(Task requirements)
a) Decide whether each statement agrees with the hot yoga passage below, answering yes or no and quoting the passage's deciding words: (i) Bikram yoga is built on flowing postures. (ii) Muscles contract when the body is cold. (iii) In a yoga class, the heat comes only from the room.
b) Write the next part of the hot yoga passage below, picking up after its final sentence.

(Document segment)
+ + + +

In a nutshell, hot yoga (or hatha yoga) involves performing all the yoga postures in a heated room. There are two kinds of hatha yoga: vinyasa yoga which is characterized by flowing postures, and bikram yoga which involves static asanas.
Hot yoga or hatha yoga is very intense, and will leave you drenched in sweat and as tired as if you’d done a three-hour workout. But followers say it’s one of the most cleansing and stimulating workouts. Read on to find out if it’s for you or if you should look into other kinds of yoga.
Benefits of hot yoga
What is so beneficial about exercising in a hot room? When your body is cold your muscles contract. That’s why you need to warm up before exercise: you want to loosen up the muscles so that there’s less resistance to movement. But in a yoga class, the heat is generated from within the body (exercise) and from the environment, and this helps you go through pose to pose with less chance of injuring yourself.

+ + + +

(Given entries)
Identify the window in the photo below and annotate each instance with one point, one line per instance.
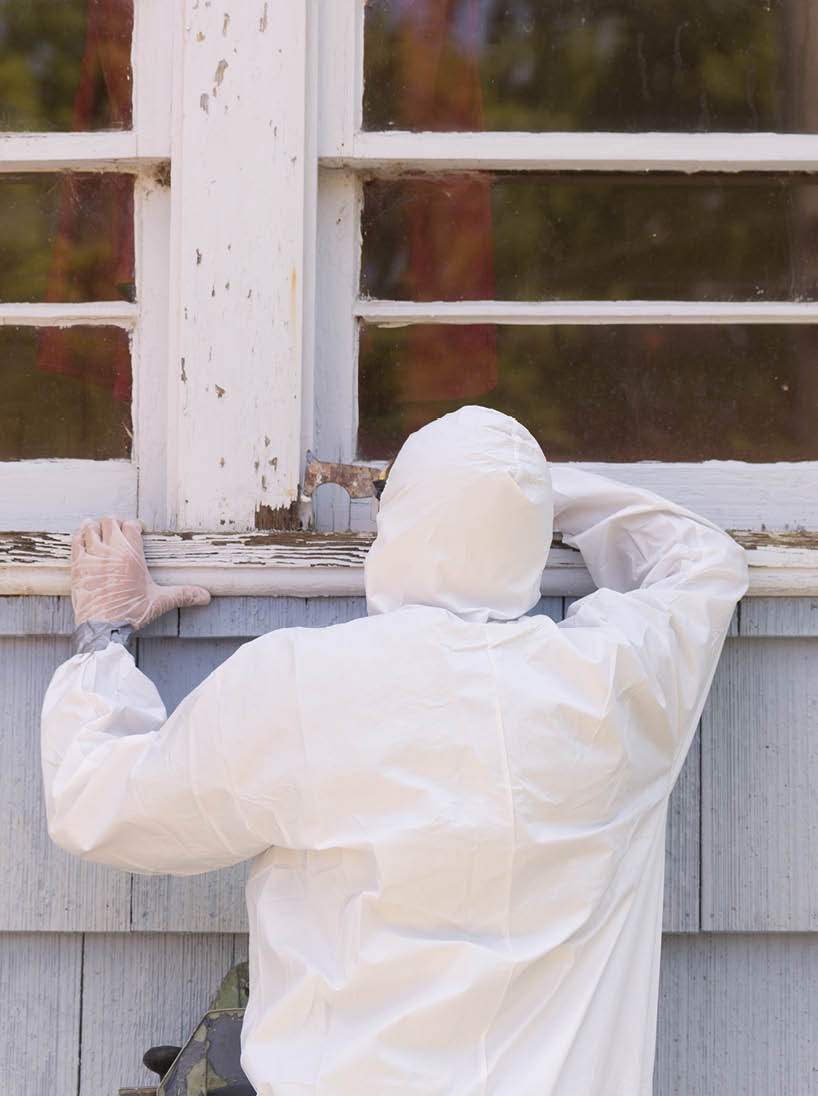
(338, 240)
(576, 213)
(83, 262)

+ + + +

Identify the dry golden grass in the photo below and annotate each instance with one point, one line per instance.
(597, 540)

+ + + +

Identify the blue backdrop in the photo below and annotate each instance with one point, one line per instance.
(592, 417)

+ + + +

(Task responses)
a)
(i) No: "bikram yoga which involves static asanas."
(ii) Yes: "When your body is cold your muscles contract."
(iii) No: "the heat is generated from within the body (exercise) and from the environment"

b)
The heat also helps your body’s other organs and overall system too. The heart rates goes up, which leads to faster weight loss. It also stimulates the heart to strengthen its contractions—exercising your heart and making it stronger in a kind of ‘cardiovascular workout.’
The heat is also great for detoxification because it speeds up your body’s metabolic processes. Your body is better able flush out the toxins. That’s because many toxins are encapsulated in fat and stored in the body. Since the heat stimulates fat receptors, it helps burn fat and release fat-soluble toxins.
Precautions during hot yoga
One of the risks of hot yoga is dehydration and heat exhaustion. Pay attention to your body. Don’t force yourself to finish a class if you think you need to rest. Stop to cool off and rehydrate.
This exercise requires a lot of balance and self-awareness as you learn to manage the discomfort you push your body to the edge while being attuned to your needs.
Other great tips is to drink water all throughout the day, and not just right before your yoga class. Too much water can add to your discomfort level. It’ also advisable to have your last heavy meal two hours before class, and to eat food that is easily digested (ex: not steak or beef, but vegetables and fish).